Take each line of the material that includes "floor" and copy it.

-------- DATA TO USE

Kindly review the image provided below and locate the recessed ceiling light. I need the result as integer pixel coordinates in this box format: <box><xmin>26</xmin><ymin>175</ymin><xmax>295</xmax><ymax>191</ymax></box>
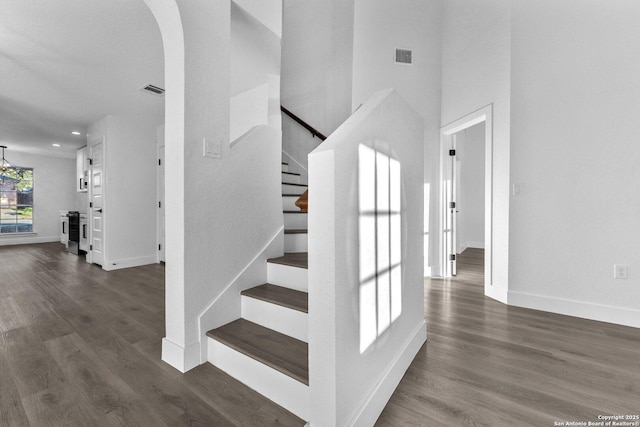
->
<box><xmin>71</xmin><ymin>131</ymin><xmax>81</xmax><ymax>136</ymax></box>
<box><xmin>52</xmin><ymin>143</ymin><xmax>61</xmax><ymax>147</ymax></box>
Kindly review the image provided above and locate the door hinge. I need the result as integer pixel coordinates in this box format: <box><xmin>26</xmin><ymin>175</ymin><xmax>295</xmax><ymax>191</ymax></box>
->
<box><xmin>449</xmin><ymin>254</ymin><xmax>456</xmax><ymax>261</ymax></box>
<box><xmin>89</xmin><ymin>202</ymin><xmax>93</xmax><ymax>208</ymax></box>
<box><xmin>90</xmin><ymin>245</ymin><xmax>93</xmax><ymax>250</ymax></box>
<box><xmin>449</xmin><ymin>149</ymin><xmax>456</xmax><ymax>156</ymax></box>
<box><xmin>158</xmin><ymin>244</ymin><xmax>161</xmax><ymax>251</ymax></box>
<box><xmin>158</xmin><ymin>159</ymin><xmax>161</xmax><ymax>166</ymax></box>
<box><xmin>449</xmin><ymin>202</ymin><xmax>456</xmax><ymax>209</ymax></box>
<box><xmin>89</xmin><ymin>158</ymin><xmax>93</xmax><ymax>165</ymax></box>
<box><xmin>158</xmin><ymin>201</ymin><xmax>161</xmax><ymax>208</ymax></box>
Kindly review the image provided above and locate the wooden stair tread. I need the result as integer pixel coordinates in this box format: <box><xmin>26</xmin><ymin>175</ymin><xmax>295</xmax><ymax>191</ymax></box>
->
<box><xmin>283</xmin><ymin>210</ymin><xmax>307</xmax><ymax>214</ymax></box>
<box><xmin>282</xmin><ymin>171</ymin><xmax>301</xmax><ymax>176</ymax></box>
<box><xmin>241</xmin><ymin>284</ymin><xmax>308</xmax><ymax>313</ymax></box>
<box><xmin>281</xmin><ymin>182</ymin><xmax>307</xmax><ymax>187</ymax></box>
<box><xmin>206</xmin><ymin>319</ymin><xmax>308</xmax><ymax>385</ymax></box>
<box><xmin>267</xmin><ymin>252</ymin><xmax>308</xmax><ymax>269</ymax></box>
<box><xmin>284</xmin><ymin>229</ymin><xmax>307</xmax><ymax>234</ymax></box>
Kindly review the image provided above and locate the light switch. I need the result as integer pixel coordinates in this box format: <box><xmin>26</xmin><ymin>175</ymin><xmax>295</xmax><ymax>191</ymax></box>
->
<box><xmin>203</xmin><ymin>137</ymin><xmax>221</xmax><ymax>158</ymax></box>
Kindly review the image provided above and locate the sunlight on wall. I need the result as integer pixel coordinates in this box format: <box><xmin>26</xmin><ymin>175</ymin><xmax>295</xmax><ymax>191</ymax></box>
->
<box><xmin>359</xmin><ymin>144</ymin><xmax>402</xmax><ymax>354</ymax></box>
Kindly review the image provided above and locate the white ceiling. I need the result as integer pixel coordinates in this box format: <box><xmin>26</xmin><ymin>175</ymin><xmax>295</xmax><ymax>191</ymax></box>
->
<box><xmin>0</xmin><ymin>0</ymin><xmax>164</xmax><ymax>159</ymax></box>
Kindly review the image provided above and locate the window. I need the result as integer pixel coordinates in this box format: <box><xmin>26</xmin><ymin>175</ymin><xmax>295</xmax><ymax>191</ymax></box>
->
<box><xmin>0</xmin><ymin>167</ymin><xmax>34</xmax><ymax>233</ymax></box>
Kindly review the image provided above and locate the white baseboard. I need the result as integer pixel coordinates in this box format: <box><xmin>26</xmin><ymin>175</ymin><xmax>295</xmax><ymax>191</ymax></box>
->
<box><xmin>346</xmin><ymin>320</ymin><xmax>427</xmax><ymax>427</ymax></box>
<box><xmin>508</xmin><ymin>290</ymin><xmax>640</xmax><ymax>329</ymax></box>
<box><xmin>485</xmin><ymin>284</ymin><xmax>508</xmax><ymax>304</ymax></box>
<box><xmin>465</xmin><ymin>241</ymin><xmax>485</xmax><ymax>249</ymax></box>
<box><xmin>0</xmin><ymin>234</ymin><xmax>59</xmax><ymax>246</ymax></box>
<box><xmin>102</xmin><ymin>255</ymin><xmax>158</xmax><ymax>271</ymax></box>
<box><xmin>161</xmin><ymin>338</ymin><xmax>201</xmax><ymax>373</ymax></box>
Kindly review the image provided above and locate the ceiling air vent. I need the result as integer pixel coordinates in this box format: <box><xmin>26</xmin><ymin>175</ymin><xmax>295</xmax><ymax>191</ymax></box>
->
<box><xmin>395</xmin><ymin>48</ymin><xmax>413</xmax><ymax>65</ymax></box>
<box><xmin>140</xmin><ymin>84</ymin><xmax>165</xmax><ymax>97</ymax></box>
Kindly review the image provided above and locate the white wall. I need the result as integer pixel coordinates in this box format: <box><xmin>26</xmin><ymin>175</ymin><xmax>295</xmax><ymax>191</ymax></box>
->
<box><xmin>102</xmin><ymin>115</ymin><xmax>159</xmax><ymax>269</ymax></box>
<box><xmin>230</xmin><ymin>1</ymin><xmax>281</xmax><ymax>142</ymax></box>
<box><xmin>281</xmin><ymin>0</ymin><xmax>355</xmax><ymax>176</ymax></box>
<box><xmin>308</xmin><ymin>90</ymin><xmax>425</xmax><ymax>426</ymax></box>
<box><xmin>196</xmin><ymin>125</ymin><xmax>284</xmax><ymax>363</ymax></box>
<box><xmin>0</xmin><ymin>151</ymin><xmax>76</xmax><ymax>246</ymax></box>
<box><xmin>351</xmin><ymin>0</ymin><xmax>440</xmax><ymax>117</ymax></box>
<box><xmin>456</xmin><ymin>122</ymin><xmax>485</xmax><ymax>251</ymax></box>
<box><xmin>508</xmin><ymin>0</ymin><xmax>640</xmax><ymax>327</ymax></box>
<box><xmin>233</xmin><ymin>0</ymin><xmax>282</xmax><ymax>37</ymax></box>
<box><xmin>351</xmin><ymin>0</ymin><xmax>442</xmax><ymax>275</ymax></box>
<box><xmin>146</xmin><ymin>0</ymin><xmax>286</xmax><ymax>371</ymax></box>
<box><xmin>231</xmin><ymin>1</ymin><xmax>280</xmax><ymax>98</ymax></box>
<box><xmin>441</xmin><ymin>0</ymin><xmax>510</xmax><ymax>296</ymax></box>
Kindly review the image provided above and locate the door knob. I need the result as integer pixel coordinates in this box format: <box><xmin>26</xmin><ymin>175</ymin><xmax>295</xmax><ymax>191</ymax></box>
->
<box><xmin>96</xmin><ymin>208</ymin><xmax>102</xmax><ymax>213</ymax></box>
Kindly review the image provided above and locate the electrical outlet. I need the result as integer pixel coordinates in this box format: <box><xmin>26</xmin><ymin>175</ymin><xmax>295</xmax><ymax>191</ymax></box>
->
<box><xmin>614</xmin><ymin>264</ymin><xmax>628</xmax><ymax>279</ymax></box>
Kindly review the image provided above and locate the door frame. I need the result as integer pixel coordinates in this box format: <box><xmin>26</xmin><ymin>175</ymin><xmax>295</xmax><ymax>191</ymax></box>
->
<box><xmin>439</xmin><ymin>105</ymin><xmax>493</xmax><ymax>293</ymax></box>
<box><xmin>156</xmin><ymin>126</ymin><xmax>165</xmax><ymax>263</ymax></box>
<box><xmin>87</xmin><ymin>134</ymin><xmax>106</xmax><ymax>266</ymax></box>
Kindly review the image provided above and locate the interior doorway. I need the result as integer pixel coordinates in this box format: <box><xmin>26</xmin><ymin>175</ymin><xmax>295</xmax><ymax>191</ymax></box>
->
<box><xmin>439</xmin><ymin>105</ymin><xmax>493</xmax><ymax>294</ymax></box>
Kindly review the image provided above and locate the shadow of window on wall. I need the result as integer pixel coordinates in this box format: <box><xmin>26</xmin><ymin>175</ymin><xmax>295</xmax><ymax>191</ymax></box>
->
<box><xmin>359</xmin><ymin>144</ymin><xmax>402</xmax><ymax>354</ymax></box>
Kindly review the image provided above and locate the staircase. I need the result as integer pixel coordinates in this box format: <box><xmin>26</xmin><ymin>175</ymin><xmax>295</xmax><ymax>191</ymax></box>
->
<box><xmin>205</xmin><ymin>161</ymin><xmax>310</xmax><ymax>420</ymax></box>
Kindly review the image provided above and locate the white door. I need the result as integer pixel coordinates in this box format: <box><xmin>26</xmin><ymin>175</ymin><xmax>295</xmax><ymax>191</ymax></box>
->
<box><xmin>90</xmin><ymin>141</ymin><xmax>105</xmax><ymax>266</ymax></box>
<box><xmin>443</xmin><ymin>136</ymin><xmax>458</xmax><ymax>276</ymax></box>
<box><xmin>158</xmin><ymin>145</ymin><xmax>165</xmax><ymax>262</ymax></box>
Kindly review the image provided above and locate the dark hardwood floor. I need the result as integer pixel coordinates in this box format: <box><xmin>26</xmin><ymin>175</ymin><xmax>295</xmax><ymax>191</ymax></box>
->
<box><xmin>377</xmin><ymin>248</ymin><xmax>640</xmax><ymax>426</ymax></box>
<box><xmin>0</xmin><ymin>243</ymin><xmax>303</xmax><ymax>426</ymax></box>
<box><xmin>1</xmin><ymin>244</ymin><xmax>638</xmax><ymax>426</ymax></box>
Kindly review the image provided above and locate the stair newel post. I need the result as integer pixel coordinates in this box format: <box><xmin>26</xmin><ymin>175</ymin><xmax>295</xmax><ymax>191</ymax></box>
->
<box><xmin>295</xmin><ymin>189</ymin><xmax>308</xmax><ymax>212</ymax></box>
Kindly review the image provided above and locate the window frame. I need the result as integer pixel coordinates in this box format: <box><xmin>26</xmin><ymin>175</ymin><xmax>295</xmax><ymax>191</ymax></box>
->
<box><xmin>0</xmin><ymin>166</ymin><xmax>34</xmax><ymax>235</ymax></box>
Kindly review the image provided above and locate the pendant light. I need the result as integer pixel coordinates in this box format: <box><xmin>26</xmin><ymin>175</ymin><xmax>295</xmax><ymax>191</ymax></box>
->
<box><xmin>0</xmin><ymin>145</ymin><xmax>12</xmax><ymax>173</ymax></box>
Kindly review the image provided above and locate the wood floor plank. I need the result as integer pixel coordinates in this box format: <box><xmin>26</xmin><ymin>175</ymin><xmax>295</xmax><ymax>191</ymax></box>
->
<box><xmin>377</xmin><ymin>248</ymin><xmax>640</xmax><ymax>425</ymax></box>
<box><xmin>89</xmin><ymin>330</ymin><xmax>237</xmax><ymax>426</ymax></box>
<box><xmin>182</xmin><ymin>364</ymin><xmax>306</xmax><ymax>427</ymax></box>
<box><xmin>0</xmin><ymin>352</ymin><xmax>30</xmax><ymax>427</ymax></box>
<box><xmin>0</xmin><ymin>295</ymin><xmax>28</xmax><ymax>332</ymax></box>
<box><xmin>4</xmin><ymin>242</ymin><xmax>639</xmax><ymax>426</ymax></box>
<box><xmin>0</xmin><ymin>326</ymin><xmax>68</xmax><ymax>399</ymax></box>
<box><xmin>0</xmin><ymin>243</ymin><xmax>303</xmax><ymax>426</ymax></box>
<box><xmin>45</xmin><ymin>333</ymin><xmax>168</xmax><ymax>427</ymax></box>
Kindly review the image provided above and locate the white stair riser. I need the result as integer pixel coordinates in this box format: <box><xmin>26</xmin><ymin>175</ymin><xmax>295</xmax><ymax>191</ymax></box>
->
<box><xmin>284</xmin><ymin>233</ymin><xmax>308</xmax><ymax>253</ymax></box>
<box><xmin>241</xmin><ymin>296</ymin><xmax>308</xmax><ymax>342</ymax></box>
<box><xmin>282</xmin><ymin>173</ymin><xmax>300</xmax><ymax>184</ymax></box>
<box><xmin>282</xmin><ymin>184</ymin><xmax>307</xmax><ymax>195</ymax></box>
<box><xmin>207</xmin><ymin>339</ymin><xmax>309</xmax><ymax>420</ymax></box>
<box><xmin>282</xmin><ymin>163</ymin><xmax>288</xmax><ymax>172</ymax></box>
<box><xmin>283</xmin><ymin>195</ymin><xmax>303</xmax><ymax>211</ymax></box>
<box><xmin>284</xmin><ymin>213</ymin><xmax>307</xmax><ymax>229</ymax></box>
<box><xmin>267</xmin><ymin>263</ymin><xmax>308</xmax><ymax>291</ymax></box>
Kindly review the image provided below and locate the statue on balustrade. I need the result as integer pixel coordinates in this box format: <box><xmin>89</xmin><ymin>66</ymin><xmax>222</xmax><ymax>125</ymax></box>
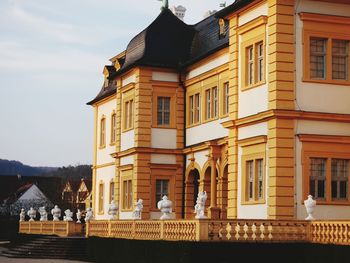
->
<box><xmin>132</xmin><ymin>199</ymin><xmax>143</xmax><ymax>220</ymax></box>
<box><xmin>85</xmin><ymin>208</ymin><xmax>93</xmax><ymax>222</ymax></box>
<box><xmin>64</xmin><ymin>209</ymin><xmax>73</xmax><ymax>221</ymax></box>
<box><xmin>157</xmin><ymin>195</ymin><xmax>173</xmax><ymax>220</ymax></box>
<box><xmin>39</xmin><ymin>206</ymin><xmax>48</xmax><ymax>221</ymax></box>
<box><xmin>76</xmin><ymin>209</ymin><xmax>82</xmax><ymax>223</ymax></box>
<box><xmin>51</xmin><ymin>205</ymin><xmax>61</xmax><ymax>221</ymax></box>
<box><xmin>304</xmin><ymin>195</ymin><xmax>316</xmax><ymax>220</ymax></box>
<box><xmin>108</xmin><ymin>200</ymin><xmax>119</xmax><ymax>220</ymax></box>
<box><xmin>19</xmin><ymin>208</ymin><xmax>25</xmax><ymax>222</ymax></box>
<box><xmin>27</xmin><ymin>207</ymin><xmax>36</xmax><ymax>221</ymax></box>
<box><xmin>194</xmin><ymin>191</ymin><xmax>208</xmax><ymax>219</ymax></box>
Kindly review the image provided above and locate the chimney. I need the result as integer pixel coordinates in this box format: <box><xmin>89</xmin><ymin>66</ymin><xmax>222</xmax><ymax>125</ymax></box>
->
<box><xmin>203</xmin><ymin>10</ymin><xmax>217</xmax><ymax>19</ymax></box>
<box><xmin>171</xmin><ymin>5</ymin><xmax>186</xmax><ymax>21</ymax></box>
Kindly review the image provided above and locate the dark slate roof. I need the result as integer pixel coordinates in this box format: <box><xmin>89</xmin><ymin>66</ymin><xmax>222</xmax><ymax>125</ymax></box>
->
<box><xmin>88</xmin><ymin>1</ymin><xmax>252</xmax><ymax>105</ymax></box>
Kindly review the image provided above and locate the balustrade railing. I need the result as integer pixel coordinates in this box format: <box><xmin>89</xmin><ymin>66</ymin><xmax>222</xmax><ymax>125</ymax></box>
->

----------------

**OUTPUT**
Kindly review the image provided above and locate the dark hardwood floor. I need the result as integer pixel coordinates in this box format: <box><xmin>26</xmin><ymin>175</ymin><xmax>295</xmax><ymax>191</ymax></box>
Kindly review the image provided above and locate the wood floor plank. I need the result as integer pixel coordinates in this box format: <box><xmin>26</xmin><ymin>175</ymin><xmax>295</xmax><ymax>191</ymax></box>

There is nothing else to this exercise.